§ Brief:
Copy verbatim every line of the material from the line containing "Goal: identify woman's nose" up to and including the last line of the material.

§ Raw records:
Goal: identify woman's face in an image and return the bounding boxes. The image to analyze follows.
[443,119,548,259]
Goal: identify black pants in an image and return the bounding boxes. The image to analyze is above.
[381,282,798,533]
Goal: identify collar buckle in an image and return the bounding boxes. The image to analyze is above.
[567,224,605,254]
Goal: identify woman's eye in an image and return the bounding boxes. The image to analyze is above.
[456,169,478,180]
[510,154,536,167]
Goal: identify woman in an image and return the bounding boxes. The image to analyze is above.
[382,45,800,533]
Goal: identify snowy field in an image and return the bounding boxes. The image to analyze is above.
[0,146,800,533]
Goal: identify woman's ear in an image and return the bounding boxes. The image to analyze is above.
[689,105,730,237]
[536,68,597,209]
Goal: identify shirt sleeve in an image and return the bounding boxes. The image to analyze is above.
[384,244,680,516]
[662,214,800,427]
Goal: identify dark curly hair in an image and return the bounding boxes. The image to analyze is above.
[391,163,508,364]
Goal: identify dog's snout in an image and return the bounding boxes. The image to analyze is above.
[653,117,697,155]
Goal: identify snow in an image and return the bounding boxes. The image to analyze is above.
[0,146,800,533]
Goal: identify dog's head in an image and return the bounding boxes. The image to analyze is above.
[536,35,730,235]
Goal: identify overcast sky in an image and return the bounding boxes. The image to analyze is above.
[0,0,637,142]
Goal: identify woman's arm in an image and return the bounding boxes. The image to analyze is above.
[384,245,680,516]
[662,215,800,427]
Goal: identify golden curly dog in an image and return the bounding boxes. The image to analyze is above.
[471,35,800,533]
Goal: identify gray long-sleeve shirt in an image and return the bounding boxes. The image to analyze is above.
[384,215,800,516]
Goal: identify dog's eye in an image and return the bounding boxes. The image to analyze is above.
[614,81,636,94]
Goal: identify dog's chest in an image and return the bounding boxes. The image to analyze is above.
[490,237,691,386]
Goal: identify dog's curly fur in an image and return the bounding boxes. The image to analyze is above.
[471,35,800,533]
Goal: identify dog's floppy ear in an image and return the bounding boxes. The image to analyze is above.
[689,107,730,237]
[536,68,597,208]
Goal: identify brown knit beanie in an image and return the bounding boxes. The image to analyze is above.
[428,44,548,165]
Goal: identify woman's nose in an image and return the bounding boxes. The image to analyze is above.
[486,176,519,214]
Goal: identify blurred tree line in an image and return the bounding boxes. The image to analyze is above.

§ Task answer:
Goal: identify woman's nose in an image and return the bounding boxes. The image to analyze is above.
[486,176,519,214]
Goal: identify blurred tree line in an image and return the bounding boxes. The image to analyze is above.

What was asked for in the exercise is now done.